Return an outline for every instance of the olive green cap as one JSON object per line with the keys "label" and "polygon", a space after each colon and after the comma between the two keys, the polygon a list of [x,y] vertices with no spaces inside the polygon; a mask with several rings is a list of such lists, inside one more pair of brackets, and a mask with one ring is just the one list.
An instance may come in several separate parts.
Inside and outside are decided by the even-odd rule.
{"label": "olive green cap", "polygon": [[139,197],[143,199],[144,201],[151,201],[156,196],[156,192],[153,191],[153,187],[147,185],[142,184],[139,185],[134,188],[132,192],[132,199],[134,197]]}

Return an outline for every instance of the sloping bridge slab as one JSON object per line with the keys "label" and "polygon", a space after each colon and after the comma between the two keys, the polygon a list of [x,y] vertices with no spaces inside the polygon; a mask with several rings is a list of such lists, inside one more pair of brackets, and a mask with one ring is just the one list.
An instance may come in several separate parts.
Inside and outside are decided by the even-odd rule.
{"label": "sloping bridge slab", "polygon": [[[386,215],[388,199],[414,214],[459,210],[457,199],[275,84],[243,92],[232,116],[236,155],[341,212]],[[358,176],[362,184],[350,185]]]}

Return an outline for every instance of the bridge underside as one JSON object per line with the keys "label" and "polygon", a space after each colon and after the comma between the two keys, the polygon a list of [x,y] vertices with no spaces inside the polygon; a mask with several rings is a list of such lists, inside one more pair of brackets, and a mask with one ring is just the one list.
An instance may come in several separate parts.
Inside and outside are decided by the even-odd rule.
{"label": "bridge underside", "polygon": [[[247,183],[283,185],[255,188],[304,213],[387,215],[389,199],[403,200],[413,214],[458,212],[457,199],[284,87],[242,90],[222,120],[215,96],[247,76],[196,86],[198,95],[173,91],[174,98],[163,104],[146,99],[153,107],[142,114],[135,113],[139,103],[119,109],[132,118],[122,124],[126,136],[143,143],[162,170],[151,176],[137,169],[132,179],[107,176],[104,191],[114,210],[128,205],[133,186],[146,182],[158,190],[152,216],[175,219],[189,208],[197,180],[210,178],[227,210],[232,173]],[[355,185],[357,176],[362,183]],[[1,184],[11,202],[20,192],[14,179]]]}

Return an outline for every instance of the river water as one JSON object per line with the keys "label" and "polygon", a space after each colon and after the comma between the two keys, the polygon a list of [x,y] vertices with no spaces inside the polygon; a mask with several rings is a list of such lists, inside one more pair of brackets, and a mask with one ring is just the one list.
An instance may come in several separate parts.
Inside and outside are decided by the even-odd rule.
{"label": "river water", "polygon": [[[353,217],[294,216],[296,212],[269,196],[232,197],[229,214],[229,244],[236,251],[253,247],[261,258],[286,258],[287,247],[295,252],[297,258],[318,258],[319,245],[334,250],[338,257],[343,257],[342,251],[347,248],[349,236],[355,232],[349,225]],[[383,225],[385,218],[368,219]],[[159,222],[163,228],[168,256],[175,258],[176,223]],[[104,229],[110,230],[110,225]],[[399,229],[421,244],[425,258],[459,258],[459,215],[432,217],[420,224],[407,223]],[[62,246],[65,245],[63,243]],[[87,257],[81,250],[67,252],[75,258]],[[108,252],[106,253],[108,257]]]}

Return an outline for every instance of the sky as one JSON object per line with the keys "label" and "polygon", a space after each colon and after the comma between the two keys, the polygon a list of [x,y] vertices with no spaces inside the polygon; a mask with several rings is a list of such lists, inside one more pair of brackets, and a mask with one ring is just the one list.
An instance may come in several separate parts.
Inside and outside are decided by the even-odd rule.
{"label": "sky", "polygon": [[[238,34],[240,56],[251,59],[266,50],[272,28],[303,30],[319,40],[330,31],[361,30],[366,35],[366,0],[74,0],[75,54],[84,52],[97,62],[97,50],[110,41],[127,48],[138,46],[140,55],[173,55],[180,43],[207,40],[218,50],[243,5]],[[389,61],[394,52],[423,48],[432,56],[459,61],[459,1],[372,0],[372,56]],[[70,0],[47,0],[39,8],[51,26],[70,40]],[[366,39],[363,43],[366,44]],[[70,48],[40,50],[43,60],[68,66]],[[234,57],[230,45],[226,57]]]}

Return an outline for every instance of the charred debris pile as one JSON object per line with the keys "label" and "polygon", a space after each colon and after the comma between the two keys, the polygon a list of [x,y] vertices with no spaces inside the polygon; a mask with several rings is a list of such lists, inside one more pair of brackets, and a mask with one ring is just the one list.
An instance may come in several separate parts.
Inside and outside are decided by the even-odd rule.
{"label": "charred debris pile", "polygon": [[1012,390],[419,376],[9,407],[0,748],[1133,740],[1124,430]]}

→ Task statement
Format every line of the records above as a Markdown table with the columns "Row" and "Record line". Number the rows in order and leave out blank lines.

→ Complete output
| Row | Record line |
|---|---|
| 1 | Return an outline for every instance of the olive green cap as one JSON object per line with the keys "label" and "polygon", a space after each colon and after the comma between the two keys, the polygon a list of [x,y] vertices with no spaces inside the polygon; a mask with several rings is a list of such lists, inside one more pair of brackets, and a mask with one ring is just the one list. |
| 2 | An instance may come in several separate parts. |
| 3 | Inside and outside are decided by the even-odd rule. |
| 4 | {"label": "olive green cap", "polygon": [[139,197],[143,199],[144,201],[151,201],[156,196],[156,192],[153,191],[153,187],[147,185],[142,184],[139,185],[134,188],[132,192],[132,199],[134,197]]} |
| 5 | Return an outline for every instance of the sloping bridge slab as one JSON object per line with the keys "label" and "polygon", a space after each colon and after the comma between the two keys, the polygon a list of [x,y] vertices with no spaces inside the polygon; a mask with several rings is a list of such lists, inside one more pair of brackets, and a mask with one ring is just the one list. |
| 6 | An instance may come in several separate parts. |
| 7 | Inside and outside are decided by the even-odd rule. |
| 8 | {"label": "sloping bridge slab", "polygon": [[[386,215],[388,199],[414,214],[459,210],[457,199],[275,84],[243,92],[232,116],[236,155],[341,212]],[[358,176],[362,184],[350,185]]]} |
| 9 | Return an outline for every instance of the bridge underside as one JSON object per line with the keys "label" and "polygon", a space after each colon and after the comma between the two keys, the polygon a list of [x,y] vertices with no spaces inside the polygon; a mask with several rings is a list of such lists, inside one more pair of brackets, and a mask with one ring is just the one list. |
| 10 | An instance may come in several separate parts. |
| 11 | Inside and outside are decided by the even-odd rule. |
| 12 | {"label": "bridge underside", "polygon": [[[247,183],[283,185],[255,188],[304,213],[387,215],[389,199],[403,200],[413,214],[458,212],[457,199],[284,87],[242,90],[222,120],[215,96],[247,76],[196,86],[198,95],[173,91],[174,98],[163,104],[146,99],[153,107],[142,114],[135,113],[139,103],[119,109],[132,118],[122,124],[126,136],[143,143],[162,170],[151,176],[137,169],[132,179],[107,176],[104,191],[114,210],[128,205],[133,186],[146,182],[158,190],[152,216],[175,219],[189,208],[197,180],[210,178],[227,210],[232,173]],[[355,185],[357,176],[362,183]],[[1,184],[11,202],[20,192],[14,179]]]} |
| 13 | Return an outline for every instance of the river water as one JSON object per line with the keys "label" and "polygon", a space after each colon and after the comma between the two keys, the polygon a list of [x,y] vertices with no spaces inside the polygon; a mask with several rings is a list of such lists, inside one more pair of brackets, and a mask with one ring is just the one list. |
| 14 | An instance may come in several separate parts. |
| 15 | Inside and outside are decided by the even-odd rule. |
| 16 | {"label": "river water", "polygon": [[[353,217],[294,216],[296,212],[269,196],[232,197],[229,214],[229,244],[236,251],[253,247],[261,258],[286,258],[287,247],[295,252],[297,258],[318,258],[319,245],[334,250],[338,257],[343,257],[342,251],[347,248],[349,236],[355,232],[349,225]],[[383,225],[385,218],[368,219]],[[159,222],[163,228],[168,256],[175,258],[176,223]],[[104,229],[110,230],[110,225]],[[399,229],[421,244],[425,258],[459,258],[459,215],[432,217],[420,224],[407,223]],[[62,246],[65,245],[63,243]],[[87,257],[81,250],[67,252],[75,258]],[[108,252],[106,253],[108,257]]]} |
| 17 | Return an outline for every instance of the sky as one JSON object per line with the keys "label" and "polygon", a space after each colon and after the comma between the two keys, the polygon a list of [x,y] vertices with no spaces inside the polygon; a mask with several rings is a list of such lists, inside one more pair of brackets, and a mask with one ring is just the one list. |
| 18 | An instance may come in several separate parts. |
| 19 | Inside and outside are decided by the even-odd rule. |
| 20 | {"label": "sky", "polygon": [[[238,34],[240,56],[251,59],[266,50],[272,28],[303,30],[319,40],[330,31],[361,30],[366,35],[366,0],[74,0],[75,54],[84,52],[97,62],[97,50],[110,41],[127,48],[138,46],[140,55],[173,55],[180,43],[207,40],[218,50],[243,5]],[[389,61],[394,52],[423,48],[432,56],[459,61],[459,1],[372,0],[372,56]],[[70,0],[47,0],[39,8],[51,26],[70,40]],[[366,39],[363,43],[366,44]],[[70,48],[40,50],[43,60],[68,66]],[[234,57],[230,45],[226,57]]]} |
| 21 | Return an outline for every instance of the charred debris pile as one JSON object per line with the keys "label" and "polygon", a space after each colon and after the comma between the two keys, the polygon a list of [x,y] vertices with no spaces inside the polygon; a mask with several rings is a list of such lists, inside one more pair of brackets, and a mask with one ring is just the one list. |
| 22 | An instance may come in several separate parts. |
| 23 | Inside and outside are decided by the even-odd rule. |
| 24 | {"label": "charred debris pile", "polygon": [[1012,390],[419,376],[9,407],[0,748],[1133,740],[1124,430]]} |